→ DOCUMENT

Beauty 3

Food for Thought from “Beauty 2” Quotes

 https://wordpress.com/post/crookedcreek.live/3480

I have thought about those quotes from well-known men and my thoughts follow each in red:

“A beautiful woman with a brain is like a beautiful woman with a club foot.” Bernard Cornfeld    This crook millionaire is dead now.

“The highest prize in the world of men is the most beautiful woman available on your arm and living there in her heart loyal to you.” Norman Mailer  And besides all the women he had relationships with, he married six others, one whom he stabbed twice in the abdomen.

“There is no spectacle on earth more appealing than that of a beautiful woman in the act of cooking dinner for someone she loves.” Tom Wolfe He has a Ph.D. from Yale and has had an outstanding career as a writer. Since he has only had one wife one would assume she must be a really good cook.

“It’s the combination of marrying a beautiful woman three decades younger and my iPad that keeps me young.” Bruce Forsyth    He was married three times and lived to be eighty-nine so apparently, his last young wife, a beauty queen, did keep him young. Or perhaps it was just the iPad?

“Surrounding myself with beautiful women keeps me young.” Hugh Hefner
This old fart finally died in spite of all his beautiful Playboy Bunnies.

“My addiction has always been to beautiful women, being surrounded by them.” Corey Feldman   Yeah, well okay, but you are no prize and you are also only 5’5” tall so it is doubtful they surround you for the reason that you believe.

BEAUTYMaybe only skin deep, but so very essential for the female it seems.

→ DIRECTIONS
**a)** Please answer these about the beauty quotes post:
(i) How many women did Norman Mailer marry?
(ii) Where did Tom Wolfe earn his Ph.D.?
(iii) How old did Bruce Forsyth live to be?
**b)** Duplicate the beauty quotes post between "https://wordpr" and "in the abdomen.", inclusive.
**c)** Write the next part of the beauty quotes post, picking up right after its last sentence.
The records below are separate material, unrelated to the beauty quotes post.

→ DATASET ENTRIES

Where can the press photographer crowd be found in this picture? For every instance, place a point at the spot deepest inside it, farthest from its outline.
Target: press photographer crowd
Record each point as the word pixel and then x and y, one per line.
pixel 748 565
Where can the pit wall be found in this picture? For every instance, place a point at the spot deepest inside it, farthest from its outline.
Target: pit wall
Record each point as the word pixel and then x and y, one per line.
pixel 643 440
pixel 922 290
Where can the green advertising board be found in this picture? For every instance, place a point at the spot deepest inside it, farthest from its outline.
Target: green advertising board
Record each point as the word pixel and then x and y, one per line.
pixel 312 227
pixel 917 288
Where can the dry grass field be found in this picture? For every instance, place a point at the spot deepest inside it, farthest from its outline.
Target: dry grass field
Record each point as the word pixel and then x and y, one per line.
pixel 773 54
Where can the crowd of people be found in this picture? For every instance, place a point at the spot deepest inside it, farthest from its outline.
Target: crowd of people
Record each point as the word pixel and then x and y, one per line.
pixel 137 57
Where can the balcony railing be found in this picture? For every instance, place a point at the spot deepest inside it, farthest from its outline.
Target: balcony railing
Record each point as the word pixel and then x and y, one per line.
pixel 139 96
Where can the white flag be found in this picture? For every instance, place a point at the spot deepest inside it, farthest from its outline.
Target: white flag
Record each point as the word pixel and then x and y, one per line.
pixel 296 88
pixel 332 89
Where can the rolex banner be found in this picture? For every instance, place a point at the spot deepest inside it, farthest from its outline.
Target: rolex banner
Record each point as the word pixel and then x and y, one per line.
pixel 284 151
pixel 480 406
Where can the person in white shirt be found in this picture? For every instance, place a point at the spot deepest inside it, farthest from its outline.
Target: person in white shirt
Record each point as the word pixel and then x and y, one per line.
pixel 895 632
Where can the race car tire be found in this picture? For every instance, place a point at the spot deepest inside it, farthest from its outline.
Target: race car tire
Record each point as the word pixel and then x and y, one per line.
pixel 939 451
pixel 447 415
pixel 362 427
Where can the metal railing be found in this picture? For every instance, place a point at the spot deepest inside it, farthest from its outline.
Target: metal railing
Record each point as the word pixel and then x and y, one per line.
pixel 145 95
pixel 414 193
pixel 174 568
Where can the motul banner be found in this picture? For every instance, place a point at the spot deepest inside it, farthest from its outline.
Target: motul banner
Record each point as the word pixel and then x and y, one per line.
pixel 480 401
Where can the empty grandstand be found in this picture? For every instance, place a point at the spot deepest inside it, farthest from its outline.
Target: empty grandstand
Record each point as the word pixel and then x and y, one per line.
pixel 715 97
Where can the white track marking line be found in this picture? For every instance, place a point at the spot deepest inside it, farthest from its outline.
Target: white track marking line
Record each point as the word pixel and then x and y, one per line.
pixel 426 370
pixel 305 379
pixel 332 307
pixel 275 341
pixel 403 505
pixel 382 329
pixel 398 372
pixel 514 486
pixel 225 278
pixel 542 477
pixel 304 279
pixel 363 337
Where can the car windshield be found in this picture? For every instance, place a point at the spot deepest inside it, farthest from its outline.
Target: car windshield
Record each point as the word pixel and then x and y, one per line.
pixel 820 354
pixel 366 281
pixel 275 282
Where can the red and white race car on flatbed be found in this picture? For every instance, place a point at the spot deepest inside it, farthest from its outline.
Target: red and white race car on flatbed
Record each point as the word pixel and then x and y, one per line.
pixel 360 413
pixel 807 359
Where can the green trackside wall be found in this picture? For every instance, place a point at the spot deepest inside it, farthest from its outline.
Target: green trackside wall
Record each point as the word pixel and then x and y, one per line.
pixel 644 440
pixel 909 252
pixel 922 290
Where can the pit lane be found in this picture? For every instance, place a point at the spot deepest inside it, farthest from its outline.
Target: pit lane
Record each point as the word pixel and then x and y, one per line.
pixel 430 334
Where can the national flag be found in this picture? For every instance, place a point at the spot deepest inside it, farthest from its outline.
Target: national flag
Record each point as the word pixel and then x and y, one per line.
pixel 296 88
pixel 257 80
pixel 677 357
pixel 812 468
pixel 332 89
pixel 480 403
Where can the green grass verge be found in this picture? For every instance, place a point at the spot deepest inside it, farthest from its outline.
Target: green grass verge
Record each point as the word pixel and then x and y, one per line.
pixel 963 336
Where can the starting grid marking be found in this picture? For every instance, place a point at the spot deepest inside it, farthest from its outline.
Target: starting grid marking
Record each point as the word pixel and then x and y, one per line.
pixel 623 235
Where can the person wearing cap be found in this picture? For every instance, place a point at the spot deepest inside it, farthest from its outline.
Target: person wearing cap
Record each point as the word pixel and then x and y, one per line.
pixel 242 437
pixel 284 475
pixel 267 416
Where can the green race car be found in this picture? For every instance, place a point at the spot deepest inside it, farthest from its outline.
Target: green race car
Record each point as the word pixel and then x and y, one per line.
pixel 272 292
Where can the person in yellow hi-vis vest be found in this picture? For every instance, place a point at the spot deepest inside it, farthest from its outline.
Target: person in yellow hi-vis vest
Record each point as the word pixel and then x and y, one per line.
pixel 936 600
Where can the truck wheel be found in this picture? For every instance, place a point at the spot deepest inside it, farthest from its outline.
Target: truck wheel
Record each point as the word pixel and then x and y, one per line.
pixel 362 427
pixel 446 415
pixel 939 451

--

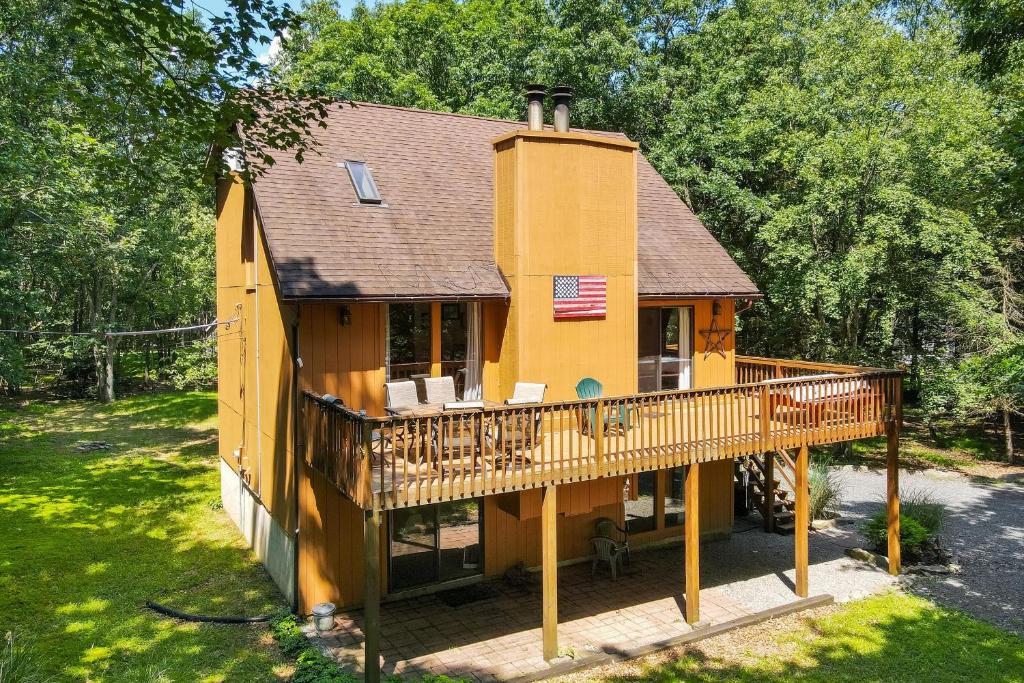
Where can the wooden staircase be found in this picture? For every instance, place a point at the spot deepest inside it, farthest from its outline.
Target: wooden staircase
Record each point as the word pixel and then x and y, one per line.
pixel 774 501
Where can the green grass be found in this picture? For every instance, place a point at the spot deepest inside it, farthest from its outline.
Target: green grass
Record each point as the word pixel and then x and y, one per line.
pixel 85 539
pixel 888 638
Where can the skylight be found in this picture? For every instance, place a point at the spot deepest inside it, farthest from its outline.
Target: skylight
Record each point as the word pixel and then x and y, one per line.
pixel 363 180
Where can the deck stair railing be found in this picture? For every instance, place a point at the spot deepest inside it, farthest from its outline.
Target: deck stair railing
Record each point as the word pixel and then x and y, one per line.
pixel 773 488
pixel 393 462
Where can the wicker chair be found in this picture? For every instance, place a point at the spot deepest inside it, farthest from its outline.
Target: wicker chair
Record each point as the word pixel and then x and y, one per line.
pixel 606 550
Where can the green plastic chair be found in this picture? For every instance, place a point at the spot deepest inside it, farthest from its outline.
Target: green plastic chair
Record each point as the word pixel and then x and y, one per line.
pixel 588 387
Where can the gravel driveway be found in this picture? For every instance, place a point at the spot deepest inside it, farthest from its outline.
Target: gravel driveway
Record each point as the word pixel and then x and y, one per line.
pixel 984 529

→ EXPECTED RESPONSES
**a)**
(i) Six
(ii) Yale
(iii) Eighty-nine

**b)**
https://wordpress.com/post/crookedcreek.live/3480

I have thought about those quotes from well-known men and my thoughts follow each in red:

“A beautiful woman with a brain is like a beautiful woman with a club foot.” Bernard Cornfeld    This crook millionaire is dead now.

“The highest prize in the world of men is the most beautiful woman available on your arm and living there in her heart loyal to you.” Norman Mailer  And besides all the women he had relationships with, he married six others, one whom he stabbed twice in the abdomen.

**c)**
cartoon-3236539_1280

BEAST –   Was he really?

As I said earlier I often come to my conclusions and hold steadfastly to them without knowing the whole story. All I knew was that Beauty fell in love with a big hairy animal. I saw that as unacceptable on every level. Why must a female be so needy as to accept this as her fate? One reader pointed out that Beauty was good-natured and kind and that her virtues were rewarded. I had not gotten close enough to give much consideration to anything except what I saw as inequality.  

My Granddaughter (the same one who insisted I watch Frozen) knowing my strong feelings about the lack of egalitarianism in fairy tales as well as life, in general, asked me recently if I knew the backstory of Beauty and the Beast. I did not, but I do now. She explained that he was not really a beast, but a young prince who had been cursed by a wicked fairy. Only the love of a beautiful young girl could break the curse, but he was not allowed to tell Beauty that. She referred me to a group of podcasts that tell an earlier “non-Disneyfied” version of the tale. As I listened to the podcasts I learned that this was a complex story involving multiple cultures, families, communities, and fairies both good and bad.  https://itunes.apple.com/us/podcast/tales/id1345709834?mt=2

It was shocking to learn how long this story has been around and how much it has and yet has not changed over the centuries. My interest being kindled I began to research more about the origins and found that the original was written in France in 1740. The original author was Gabrielle-Suzanne Barbot de Villeneuve but in an interview with the BBC http://www.bbc.com/news/uk-35358487  Dr. Jamie Tehrani stated: “Some of these stories go back much further than the earliest literary record and indeed further back than Classical mythology – some versions of these stories appear in Latin and Greek texts – but our findings suggest they are much older than that.” If this researcher is correct then such stories began as oral tales perhaps as long as 4,000 years ago.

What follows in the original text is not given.